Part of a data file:
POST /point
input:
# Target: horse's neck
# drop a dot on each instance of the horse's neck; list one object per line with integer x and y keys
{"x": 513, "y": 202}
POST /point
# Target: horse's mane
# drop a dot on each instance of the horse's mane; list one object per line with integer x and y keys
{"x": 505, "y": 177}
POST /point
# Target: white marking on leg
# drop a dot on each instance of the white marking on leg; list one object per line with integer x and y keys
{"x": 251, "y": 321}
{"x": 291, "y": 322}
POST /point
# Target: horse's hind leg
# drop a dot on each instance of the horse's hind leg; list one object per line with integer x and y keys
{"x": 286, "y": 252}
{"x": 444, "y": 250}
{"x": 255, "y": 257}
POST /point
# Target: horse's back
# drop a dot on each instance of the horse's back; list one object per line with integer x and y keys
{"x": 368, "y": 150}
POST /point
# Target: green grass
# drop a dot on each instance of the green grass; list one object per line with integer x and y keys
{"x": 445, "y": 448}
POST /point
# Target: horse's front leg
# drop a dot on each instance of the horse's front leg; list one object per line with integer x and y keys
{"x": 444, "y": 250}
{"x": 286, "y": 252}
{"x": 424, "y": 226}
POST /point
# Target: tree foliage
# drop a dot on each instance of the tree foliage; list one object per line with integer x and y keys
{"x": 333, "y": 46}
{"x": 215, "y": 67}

The problem.
Can you reproduce all of the data above word for word?

Output for this exercise.
POST /point
input:
# Target: horse's neck
# drop a dot on each instance of the horse's neck; list one object per line with integer x and y keys
{"x": 513, "y": 202}
POST /point
# Target: horse's mane
# drop a dot on each instance of the horse's mane; list one object per line with integer x and y keys
{"x": 505, "y": 177}
POST /point
# Target: white marking on leg
# drop a dot on each instance of the white marking on leg; list one object per line with integer x and y keys
{"x": 251, "y": 321}
{"x": 291, "y": 322}
POST /point
# Target: horse's hind leg
# drop a dot on each instance of the horse's hind leg; list one object per line with integer x and y keys
{"x": 286, "y": 252}
{"x": 444, "y": 250}
{"x": 255, "y": 257}
POST /point
# Target: horse's back
# drop a dot on each instance of the horse's back; list one object per line with integer x and y keys
{"x": 368, "y": 150}
POST /point
# Target: green grass
# drop a dot on each instance of the green grass; list one object per line with integer x and y keys
{"x": 445, "y": 448}
POST /point
# Target: horse's front leg
# drop a dot on each instance of the horse's front leg; list one object per line with integer x and y keys
{"x": 444, "y": 250}
{"x": 286, "y": 252}
{"x": 424, "y": 226}
POST /point
# Target: tree foliage
# drop a dot on each instance of the tree foliage; list one object per line with integer x and y keys
{"x": 333, "y": 46}
{"x": 215, "y": 67}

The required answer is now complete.